*** Opening of Quoted passage ***
Work your heart and lungs every day – walking for at least 30 minutes a day is the best prevention for all chronic diseases including heart disease, diabetes, stroke, and dementia. For weight loss you need to increase to 60-90 minutes a day.

Build up muscles – Chair exercises using one to two pound weights are an easy way to build muscle and increase metabolism. Working muscles from head to toe three times a week improves balance and helps prevent falls. Stretch muscles before and after physical activity to warm them and reduce muscle cramping.

Two is better than one – The two most important indicators for healthy aging are staying both socially and physically active. Joining a gym or senior center is a great way to do both.

Make a splash – Pool exercise is a beneficial, safe alternative to build and strengthen muscles, and improve lung and cardiac health. The water creates a low-impact environment which is safe for those who suffer from injuries or arthritis.

Show and tell – Keeping up with grandchildren can be a workout in itself. Active grandparents not only have more fun with their families but are a great role model for the entire family.

According to Dr. Himes-Fordyce, “Daily physical activity is essential for brain health.” In addition to daily walks she suggests the following activities to keep your mind actively working:

Challenge yourself – Crossword puzzles, bridge, Sudoku or math problems are great mental exercise. Learning new things like a new language, memorizing songs or poetry can actually make new neural connections in the brain, which will then help to expand memory.

Minimize passive activity – Try to limit the amount of time spent watching TV or movies. Sedentary activities dull brain activity.

Help others – Volunteering is a great way to keep socially and mentally active.

Christine Himes-Fordyce, M.D. is a member of the American Geriatrics Society.
*** Close of Quoted passage ***
> [Work instruction 1]: Summarize the activity tips in two sentences.
> [Work instruction 2]: Rewrite the activity tips between "Challenge yourself –" and "dull brain activity.", inclusive, changing "Sudoku" to "chess".
> [Work instruction 3]: According to the activity tips, how many minutes a day of walking are needed for weight loss?
*** Opening of Listed entries ***
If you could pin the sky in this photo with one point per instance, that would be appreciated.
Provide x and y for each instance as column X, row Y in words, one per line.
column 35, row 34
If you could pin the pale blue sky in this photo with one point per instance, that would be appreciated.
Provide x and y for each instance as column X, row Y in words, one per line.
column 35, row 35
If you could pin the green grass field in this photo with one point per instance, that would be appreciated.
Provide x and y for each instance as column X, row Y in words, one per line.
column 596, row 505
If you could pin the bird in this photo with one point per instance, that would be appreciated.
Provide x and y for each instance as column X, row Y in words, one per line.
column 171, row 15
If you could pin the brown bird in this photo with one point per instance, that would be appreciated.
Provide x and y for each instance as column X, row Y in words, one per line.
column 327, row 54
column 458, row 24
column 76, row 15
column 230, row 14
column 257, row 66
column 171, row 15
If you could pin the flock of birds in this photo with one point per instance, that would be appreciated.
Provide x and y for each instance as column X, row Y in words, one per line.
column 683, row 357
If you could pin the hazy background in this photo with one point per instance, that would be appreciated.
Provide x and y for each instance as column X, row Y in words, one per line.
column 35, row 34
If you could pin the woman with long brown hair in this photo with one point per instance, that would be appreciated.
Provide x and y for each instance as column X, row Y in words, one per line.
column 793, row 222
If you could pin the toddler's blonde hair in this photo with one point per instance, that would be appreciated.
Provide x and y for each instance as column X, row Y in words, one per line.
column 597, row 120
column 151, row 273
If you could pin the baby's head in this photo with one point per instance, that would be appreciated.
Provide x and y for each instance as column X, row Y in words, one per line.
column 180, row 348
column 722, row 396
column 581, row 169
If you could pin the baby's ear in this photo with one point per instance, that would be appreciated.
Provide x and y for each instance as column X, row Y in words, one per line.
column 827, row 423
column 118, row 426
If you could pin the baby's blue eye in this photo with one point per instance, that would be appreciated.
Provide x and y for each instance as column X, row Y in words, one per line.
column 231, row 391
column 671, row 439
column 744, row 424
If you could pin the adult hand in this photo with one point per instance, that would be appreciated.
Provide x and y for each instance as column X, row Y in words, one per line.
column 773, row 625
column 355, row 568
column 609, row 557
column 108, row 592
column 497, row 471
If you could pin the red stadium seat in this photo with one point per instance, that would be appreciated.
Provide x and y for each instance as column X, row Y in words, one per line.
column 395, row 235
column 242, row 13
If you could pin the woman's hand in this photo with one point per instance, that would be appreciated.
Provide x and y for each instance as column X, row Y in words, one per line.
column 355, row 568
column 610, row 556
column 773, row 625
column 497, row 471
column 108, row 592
*** Close of Listed entries ***
> [Task output 1]: Daily walking, muscle-building chair exercises, pool exercise, and staying socially and physically active are recommended as ways to prevent chronic disease, improve balance, and support healthy aging. According to Dr. Himes-Fordyce, daily physical activity is essential for brain health, and mental challenges, limiting passive activities like watching TV, and volunteering help keep the mind active.

> [Task output 2]:
Challenge yourself – Crossword puzzles, bridge, chess or math problems are great mental exercise. Learning new things like a new language, memorizing songs or poetry can actually make new neural connections in the brain, which will then help to expand memory.

Minimize passive activity – Try to limit the amount of time spent watching TV or movies. Sedentary activities dull brain activity.

> [Task output 3]: 60-90 minutes a day.